* _SUPPLIED RECORDS_

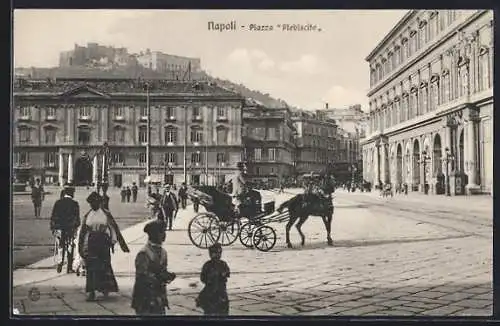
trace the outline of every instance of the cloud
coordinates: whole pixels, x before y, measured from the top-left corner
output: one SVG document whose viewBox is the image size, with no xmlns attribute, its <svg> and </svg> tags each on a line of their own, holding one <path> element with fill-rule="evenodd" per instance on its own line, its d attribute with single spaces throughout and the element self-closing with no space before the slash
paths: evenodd
<svg viewBox="0 0 500 326">
<path fill-rule="evenodd" d="M 316 74 L 320 71 L 319 59 L 312 54 L 304 54 L 298 60 L 286 61 L 280 65 L 284 72 Z"/>
<path fill-rule="evenodd" d="M 338 85 L 330 87 L 321 100 L 323 103 L 328 103 L 331 108 L 345 108 L 349 105 L 361 104 L 363 110 L 368 109 L 368 97 L 365 93 Z"/>
</svg>

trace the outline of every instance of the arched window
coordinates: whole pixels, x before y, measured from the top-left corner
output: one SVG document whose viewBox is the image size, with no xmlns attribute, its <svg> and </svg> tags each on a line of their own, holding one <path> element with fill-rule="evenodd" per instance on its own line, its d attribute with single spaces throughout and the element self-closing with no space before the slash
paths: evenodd
<svg viewBox="0 0 500 326">
<path fill-rule="evenodd" d="M 403 50 L 401 51 L 401 63 L 410 56 L 410 47 L 408 45 L 408 39 L 404 38 L 401 41 L 401 45 L 403 47 Z"/>
<path fill-rule="evenodd" d="M 439 105 L 439 76 L 431 77 L 431 91 L 429 96 L 429 111 L 434 111 Z"/>
<path fill-rule="evenodd" d="M 392 118 L 391 118 L 391 121 L 392 121 L 392 125 L 395 126 L 398 124 L 398 104 L 399 102 L 395 101 L 392 103 Z"/>
<path fill-rule="evenodd" d="M 401 47 L 396 46 L 394 48 L 394 68 L 398 67 L 401 64 Z"/>
<path fill-rule="evenodd" d="M 409 116 L 408 119 L 413 119 L 418 116 L 418 91 L 416 88 L 413 88 L 410 92 L 410 108 L 409 108 Z"/>
<path fill-rule="evenodd" d="M 199 126 L 191 128 L 191 142 L 201 143 L 203 142 L 203 129 Z"/>
<path fill-rule="evenodd" d="M 408 102 L 408 94 L 404 93 L 401 101 L 401 122 L 408 120 L 410 105 Z"/>
<path fill-rule="evenodd" d="M 31 141 L 31 129 L 27 126 L 20 126 L 17 129 L 20 143 L 29 143 Z"/>
<path fill-rule="evenodd" d="M 421 49 L 425 46 L 425 44 L 427 44 L 427 40 L 428 40 L 428 35 L 427 35 L 427 22 L 426 21 L 422 21 L 420 22 L 420 26 L 419 26 L 419 31 L 418 31 L 418 34 L 419 34 L 419 44 L 418 44 L 418 48 Z"/>
<path fill-rule="evenodd" d="M 88 126 L 78 127 L 78 144 L 87 145 L 90 143 L 91 129 Z"/>
<path fill-rule="evenodd" d="M 165 127 L 165 143 L 175 144 L 177 142 L 177 128 L 173 126 Z"/>
<path fill-rule="evenodd" d="M 394 67 L 394 55 L 392 54 L 392 52 L 389 52 L 389 54 L 387 55 L 387 72 L 391 72 Z"/>
<path fill-rule="evenodd" d="M 417 32 L 416 31 L 411 31 L 410 32 L 410 44 L 408 47 L 408 57 L 411 57 L 415 51 L 417 51 Z"/>
<path fill-rule="evenodd" d="M 226 127 L 223 127 L 223 126 L 217 127 L 217 144 L 218 145 L 227 145 L 227 134 L 228 134 L 228 130 Z"/>
</svg>

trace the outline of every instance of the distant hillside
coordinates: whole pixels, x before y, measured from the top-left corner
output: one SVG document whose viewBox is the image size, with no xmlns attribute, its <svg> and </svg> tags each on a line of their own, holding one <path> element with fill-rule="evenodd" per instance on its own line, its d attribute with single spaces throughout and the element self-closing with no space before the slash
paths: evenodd
<svg viewBox="0 0 500 326">
<path fill-rule="evenodd" d="M 269 108 L 290 107 L 285 101 L 276 99 L 270 94 L 251 90 L 243 84 L 233 83 L 230 80 L 220 79 L 201 72 L 167 72 L 158 73 L 141 66 L 114 67 L 113 69 L 91 68 L 91 67 L 54 67 L 54 68 L 15 68 L 16 77 L 34 79 L 47 78 L 109 78 L 109 79 L 169 79 L 169 80 L 208 80 L 215 82 L 228 90 L 241 94 L 245 98 L 254 99 Z M 291 107 L 290 107 L 291 108 Z M 292 108 L 293 109 L 293 108 Z"/>
</svg>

* _EXERCISE PROMPT_
Leaving the pictures aside, repeat the data above exactly.

* _ANSWER SECTION_
trace the outline of every instance of the cloud
coordinates: whole pixels, x before y, measured from the top-left corner
output: one SVG document whose viewBox is the image size, with no xmlns attribute, its <svg> and </svg> tags each on a line of their own, holding one <path> element with fill-rule="evenodd" per instance on its own line, its d attribute with single spaces throughout and the element self-closing with no space before the slash
paths: evenodd
<svg viewBox="0 0 500 326">
<path fill-rule="evenodd" d="M 316 74 L 320 71 L 319 59 L 312 54 L 304 54 L 298 60 L 286 61 L 280 65 L 284 72 Z"/>
<path fill-rule="evenodd" d="M 338 85 L 330 87 L 321 100 L 323 103 L 328 103 L 331 108 L 345 108 L 349 105 L 361 104 L 363 110 L 368 109 L 368 97 L 365 93 Z"/>
</svg>

trace the outline of every instance of the arched window
coordinates: whole pixels, x before y, measured from the top-left corner
output: one SVG document whose viewBox is the image size, with no xmlns attribute, its <svg> and </svg> tags each on a line of their own, holding one <path> element with fill-rule="evenodd" per instance on its own line, its d attribute with single spaces throughout and the element self-closing with no space before the slash
paths: evenodd
<svg viewBox="0 0 500 326">
<path fill-rule="evenodd" d="M 403 50 L 401 51 L 401 63 L 410 56 L 410 47 L 408 45 L 408 39 L 404 38 L 401 41 L 401 45 L 403 47 Z"/>
<path fill-rule="evenodd" d="M 439 105 L 439 76 L 431 77 L 431 91 L 429 96 L 429 111 L 434 111 Z"/>
<path fill-rule="evenodd" d="M 392 118 L 391 118 L 391 121 L 392 121 L 392 125 L 395 126 L 398 124 L 398 104 L 399 102 L 395 101 L 392 103 Z"/>
<path fill-rule="evenodd" d="M 401 47 L 396 46 L 394 48 L 394 68 L 398 67 L 401 64 Z"/>
<path fill-rule="evenodd" d="M 409 116 L 408 119 L 413 119 L 418 116 L 418 91 L 416 88 L 413 88 L 410 92 L 410 108 L 409 108 Z"/>
<path fill-rule="evenodd" d="M 199 126 L 191 128 L 191 142 L 201 143 L 203 142 L 203 129 Z"/>
<path fill-rule="evenodd" d="M 408 102 L 408 94 L 404 93 L 401 101 L 401 122 L 408 120 L 410 105 Z"/>
<path fill-rule="evenodd" d="M 31 141 L 31 129 L 27 126 L 20 126 L 17 129 L 20 143 L 29 143 Z"/>
<path fill-rule="evenodd" d="M 421 49 L 425 46 L 425 44 L 427 44 L 427 40 L 428 40 L 428 35 L 427 35 L 427 22 L 426 21 L 422 21 L 420 22 L 420 26 L 419 26 L 419 31 L 418 31 L 418 34 L 419 34 L 419 44 L 418 44 L 418 48 Z"/>
<path fill-rule="evenodd" d="M 88 126 L 78 127 L 78 144 L 87 145 L 90 143 L 91 129 Z"/>
<path fill-rule="evenodd" d="M 165 127 L 165 143 L 175 144 L 177 142 L 177 128 L 173 126 Z"/>
<path fill-rule="evenodd" d="M 394 67 L 394 55 L 392 54 L 392 52 L 389 52 L 389 54 L 387 55 L 387 72 L 391 72 Z"/>
<path fill-rule="evenodd" d="M 417 32 L 416 31 L 411 31 L 410 32 L 410 44 L 408 47 L 408 57 L 411 57 L 415 51 L 417 51 Z"/>
<path fill-rule="evenodd" d="M 226 127 L 223 127 L 223 126 L 217 127 L 217 144 L 218 145 L 227 145 L 227 134 L 228 134 L 228 130 Z"/>
</svg>

trace the outline of every instance of the distant hillside
coordinates: whole pixels, x before y, measured from the top-left corner
output: one SVG document whose viewBox is the image size, with no xmlns attribute, its <svg> and </svg> tags each on a line of their own, holding one <path> element with fill-rule="evenodd" per instance on its own line, its d attribute with single spaces throughout and the element self-closing with no space before the slash
paths: evenodd
<svg viewBox="0 0 500 326">
<path fill-rule="evenodd" d="M 269 108 L 290 107 L 285 101 L 276 99 L 270 94 L 251 90 L 243 84 L 233 83 L 230 80 L 220 79 L 201 72 L 167 72 L 158 73 L 141 66 L 114 67 L 113 69 L 91 68 L 91 67 L 54 67 L 54 68 L 15 68 L 16 77 L 34 79 L 47 78 L 109 78 L 109 79 L 169 79 L 169 80 L 208 80 L 215 82 L 228 90 L 241 94 L 245 98 L 254 99 Z M 291 107 L 290 107 L 291 108 Z M 292 108 L 293 109 L 293 108 Z"/>
</svg>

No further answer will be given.